■ Records for this exercise

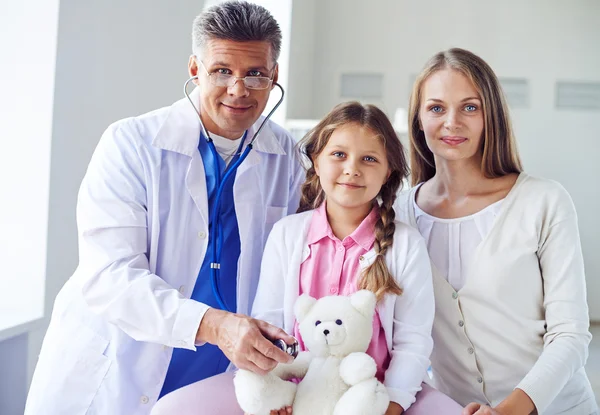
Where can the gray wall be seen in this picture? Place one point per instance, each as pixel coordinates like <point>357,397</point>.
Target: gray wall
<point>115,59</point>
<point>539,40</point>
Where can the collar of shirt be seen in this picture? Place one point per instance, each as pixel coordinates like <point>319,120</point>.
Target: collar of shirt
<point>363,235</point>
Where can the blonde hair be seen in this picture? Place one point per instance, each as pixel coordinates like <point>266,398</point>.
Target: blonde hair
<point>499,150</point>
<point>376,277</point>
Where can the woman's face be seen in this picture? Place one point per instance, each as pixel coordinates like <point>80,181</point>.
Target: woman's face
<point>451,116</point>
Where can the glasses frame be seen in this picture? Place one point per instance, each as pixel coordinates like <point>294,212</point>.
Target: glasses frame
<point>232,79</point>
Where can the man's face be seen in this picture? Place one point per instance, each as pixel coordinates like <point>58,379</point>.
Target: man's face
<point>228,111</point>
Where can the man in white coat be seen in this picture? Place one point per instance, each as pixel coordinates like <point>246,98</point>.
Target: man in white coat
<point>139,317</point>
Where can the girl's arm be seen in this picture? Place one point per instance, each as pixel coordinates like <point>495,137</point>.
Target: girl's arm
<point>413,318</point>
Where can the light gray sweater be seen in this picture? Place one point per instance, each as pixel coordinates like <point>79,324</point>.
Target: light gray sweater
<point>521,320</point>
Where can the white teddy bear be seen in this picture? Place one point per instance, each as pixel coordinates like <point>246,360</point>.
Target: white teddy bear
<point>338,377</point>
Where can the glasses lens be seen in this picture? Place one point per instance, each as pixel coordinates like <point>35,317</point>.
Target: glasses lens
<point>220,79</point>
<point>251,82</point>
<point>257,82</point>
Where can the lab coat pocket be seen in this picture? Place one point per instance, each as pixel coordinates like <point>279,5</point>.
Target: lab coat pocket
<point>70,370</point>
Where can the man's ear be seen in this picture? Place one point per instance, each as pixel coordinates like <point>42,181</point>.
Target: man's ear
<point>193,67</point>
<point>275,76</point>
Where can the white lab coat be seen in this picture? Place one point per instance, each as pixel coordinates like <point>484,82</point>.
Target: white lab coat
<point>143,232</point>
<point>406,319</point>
* * *
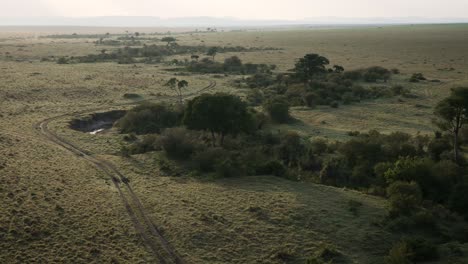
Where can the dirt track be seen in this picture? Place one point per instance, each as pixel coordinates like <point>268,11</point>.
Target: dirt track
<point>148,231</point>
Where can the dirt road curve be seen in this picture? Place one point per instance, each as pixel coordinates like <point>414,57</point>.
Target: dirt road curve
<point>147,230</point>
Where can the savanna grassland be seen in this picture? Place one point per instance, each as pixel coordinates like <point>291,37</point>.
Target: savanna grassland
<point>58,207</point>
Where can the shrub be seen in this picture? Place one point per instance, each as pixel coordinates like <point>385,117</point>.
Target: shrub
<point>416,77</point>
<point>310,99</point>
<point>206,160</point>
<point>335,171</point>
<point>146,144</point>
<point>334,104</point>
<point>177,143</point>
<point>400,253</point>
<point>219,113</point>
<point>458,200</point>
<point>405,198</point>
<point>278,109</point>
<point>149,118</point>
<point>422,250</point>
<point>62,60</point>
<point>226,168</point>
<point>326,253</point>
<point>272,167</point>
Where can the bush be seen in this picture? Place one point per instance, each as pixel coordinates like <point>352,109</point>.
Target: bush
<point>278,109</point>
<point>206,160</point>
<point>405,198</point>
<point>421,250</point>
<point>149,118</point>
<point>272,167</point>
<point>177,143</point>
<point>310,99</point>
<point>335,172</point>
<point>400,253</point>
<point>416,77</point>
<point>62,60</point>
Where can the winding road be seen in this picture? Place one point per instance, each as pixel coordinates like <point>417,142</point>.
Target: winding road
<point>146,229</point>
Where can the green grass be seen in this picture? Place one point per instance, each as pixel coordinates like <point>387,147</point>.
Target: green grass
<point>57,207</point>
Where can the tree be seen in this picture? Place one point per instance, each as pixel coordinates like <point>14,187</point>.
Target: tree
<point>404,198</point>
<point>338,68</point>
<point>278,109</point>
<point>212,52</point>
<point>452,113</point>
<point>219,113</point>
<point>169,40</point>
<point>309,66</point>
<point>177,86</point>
--
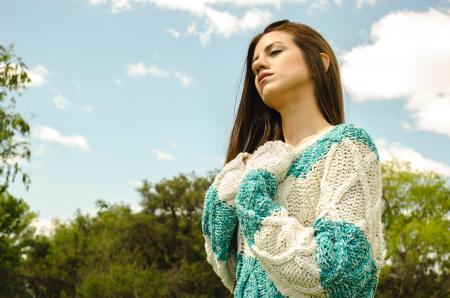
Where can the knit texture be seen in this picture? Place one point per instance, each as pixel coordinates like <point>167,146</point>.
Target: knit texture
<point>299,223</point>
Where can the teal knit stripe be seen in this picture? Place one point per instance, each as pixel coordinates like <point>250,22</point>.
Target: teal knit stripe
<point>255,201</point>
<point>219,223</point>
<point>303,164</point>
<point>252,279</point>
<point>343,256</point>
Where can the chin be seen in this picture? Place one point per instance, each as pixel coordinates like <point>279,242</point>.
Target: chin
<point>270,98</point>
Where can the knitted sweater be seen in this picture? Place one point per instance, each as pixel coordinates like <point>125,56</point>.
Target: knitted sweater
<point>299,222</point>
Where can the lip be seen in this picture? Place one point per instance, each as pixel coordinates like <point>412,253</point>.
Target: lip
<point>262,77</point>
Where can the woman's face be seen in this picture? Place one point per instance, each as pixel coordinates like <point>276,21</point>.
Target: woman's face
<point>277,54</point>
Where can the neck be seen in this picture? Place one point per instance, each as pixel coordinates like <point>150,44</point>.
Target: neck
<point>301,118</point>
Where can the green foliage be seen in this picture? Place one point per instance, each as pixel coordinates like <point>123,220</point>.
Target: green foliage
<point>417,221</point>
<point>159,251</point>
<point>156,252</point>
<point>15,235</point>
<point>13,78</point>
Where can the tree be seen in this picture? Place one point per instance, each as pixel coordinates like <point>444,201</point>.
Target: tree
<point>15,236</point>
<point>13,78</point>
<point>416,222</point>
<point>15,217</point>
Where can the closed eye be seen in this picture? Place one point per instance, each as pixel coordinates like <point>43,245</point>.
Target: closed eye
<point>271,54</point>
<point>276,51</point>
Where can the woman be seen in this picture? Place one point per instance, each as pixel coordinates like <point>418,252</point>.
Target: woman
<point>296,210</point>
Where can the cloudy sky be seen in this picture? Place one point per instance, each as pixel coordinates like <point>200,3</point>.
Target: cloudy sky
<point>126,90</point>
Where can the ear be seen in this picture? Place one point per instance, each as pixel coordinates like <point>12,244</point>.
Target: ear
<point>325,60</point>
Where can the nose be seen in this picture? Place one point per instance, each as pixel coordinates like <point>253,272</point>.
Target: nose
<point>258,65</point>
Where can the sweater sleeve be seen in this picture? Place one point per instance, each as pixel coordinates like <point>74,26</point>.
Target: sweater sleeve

■ Exercise objective
Write down exactly the span of lines above from the one containing "Where can the nose" to the one containing "Target: sweater sleeve", both ends included.

■ Solved exercise
Where can the nose be seen in this picture? Place one point per instance, each as pixel coordinates like <point>253,272</point>.
Target: nose
<point>258,65</point>
Where can the sweater sleeve be seen in this picture? Place one point per instance, each as pixel coordinates like <point>74,26</point>.
Target: sweater sleeve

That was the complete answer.